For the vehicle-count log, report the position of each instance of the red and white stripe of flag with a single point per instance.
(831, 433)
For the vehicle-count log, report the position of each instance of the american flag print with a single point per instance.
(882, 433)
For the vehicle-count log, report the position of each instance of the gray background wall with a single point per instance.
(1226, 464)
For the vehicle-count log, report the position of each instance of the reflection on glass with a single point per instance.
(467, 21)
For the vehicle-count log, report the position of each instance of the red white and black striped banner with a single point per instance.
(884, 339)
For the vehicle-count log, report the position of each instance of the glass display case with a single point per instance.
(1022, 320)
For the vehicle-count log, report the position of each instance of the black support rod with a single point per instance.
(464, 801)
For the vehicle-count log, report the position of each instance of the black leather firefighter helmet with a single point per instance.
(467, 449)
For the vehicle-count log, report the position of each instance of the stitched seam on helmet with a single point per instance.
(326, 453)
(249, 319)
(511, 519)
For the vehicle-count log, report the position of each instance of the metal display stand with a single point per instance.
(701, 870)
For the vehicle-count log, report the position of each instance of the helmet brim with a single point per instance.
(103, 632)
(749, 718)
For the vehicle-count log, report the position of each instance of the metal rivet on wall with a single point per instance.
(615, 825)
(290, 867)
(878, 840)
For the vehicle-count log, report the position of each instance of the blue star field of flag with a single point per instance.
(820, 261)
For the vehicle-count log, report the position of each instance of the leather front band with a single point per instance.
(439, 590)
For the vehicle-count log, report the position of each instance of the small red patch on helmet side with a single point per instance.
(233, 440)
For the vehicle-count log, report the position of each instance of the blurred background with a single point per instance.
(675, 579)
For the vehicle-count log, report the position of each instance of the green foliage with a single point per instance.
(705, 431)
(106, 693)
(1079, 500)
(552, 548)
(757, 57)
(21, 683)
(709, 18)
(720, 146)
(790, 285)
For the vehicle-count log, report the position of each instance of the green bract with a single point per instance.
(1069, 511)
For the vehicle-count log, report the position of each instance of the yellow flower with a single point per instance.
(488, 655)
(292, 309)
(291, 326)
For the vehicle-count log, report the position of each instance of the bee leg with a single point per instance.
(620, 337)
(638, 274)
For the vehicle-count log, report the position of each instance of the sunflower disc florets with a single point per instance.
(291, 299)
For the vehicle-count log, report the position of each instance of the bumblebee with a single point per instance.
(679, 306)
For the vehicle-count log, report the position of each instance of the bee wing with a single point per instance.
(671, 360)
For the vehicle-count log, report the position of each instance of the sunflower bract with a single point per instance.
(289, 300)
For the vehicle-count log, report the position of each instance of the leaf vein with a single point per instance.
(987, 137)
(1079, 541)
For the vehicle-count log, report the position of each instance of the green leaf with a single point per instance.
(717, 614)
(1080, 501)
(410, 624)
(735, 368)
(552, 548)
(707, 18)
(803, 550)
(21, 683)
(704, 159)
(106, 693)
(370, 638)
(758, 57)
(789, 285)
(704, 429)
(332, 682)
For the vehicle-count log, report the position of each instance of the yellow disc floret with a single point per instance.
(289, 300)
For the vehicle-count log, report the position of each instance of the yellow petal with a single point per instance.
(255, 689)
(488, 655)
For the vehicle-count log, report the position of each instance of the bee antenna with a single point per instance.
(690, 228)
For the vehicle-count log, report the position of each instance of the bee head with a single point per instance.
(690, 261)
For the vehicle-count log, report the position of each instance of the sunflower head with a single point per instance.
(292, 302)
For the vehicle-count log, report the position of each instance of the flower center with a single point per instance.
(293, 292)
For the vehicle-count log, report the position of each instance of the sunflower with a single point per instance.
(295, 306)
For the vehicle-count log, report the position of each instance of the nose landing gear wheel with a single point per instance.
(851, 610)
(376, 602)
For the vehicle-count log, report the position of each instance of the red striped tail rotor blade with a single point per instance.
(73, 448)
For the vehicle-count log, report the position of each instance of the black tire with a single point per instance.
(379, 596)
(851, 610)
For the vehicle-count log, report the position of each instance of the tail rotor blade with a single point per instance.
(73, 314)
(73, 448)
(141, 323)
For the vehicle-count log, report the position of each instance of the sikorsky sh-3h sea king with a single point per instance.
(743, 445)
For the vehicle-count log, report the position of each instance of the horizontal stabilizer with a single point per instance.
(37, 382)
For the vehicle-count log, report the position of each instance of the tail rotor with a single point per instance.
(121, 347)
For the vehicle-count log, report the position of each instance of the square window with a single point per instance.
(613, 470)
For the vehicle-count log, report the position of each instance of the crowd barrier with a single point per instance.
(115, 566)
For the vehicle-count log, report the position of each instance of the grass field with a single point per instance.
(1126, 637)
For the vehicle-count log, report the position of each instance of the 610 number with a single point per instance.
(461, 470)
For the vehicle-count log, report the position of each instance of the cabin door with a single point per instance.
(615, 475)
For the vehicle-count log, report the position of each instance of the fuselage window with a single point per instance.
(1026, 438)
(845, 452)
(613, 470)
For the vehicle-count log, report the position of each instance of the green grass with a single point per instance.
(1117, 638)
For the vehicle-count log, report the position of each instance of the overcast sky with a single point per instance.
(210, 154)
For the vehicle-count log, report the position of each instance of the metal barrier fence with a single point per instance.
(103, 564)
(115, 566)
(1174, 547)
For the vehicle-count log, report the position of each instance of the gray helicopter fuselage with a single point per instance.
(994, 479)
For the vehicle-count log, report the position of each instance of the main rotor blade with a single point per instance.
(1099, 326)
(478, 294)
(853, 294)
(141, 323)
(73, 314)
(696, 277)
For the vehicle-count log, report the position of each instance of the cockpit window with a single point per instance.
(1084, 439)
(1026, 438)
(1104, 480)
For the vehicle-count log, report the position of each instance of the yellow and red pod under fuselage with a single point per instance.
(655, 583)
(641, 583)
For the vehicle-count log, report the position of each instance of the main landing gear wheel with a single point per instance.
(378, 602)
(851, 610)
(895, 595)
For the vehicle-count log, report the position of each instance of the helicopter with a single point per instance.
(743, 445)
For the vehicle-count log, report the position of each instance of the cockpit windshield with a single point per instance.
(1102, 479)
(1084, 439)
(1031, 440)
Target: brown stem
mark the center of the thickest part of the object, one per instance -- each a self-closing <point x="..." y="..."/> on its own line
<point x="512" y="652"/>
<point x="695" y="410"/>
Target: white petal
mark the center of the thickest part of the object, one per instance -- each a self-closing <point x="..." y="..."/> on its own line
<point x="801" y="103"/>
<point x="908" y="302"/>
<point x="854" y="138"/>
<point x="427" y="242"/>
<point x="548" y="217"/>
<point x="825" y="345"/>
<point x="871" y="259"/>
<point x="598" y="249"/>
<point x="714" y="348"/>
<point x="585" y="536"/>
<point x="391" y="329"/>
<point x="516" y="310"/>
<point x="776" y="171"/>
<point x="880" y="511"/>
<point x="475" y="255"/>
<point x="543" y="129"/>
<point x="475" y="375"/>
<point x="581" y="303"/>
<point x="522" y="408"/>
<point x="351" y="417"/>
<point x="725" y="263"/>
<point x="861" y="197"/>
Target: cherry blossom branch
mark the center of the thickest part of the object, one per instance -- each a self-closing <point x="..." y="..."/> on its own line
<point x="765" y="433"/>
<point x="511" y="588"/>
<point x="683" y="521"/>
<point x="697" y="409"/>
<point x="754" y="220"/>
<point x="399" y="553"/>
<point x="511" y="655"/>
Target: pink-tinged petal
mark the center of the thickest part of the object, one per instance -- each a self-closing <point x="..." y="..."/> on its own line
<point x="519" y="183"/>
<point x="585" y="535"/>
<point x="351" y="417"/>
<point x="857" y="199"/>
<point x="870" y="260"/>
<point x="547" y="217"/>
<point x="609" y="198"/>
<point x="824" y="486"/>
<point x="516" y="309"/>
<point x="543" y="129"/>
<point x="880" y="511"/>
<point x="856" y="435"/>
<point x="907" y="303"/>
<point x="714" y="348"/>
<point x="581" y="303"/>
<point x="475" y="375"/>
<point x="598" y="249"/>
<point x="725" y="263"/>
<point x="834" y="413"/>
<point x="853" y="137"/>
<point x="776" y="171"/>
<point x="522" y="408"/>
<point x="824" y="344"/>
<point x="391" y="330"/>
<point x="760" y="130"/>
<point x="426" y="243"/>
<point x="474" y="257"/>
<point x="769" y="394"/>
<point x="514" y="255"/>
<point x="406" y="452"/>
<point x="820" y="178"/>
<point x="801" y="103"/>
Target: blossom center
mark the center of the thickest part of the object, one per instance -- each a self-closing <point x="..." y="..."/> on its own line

━━━━━━━━━━

| EXERCISE INSTRUCTIONS |
Lines above that contain the string "Target" make up the answer.

| REPLY |
Target: brown stem
Target: white petal
Target: cherry blossom branch
Target: pink-tinged petal
Target: blossom center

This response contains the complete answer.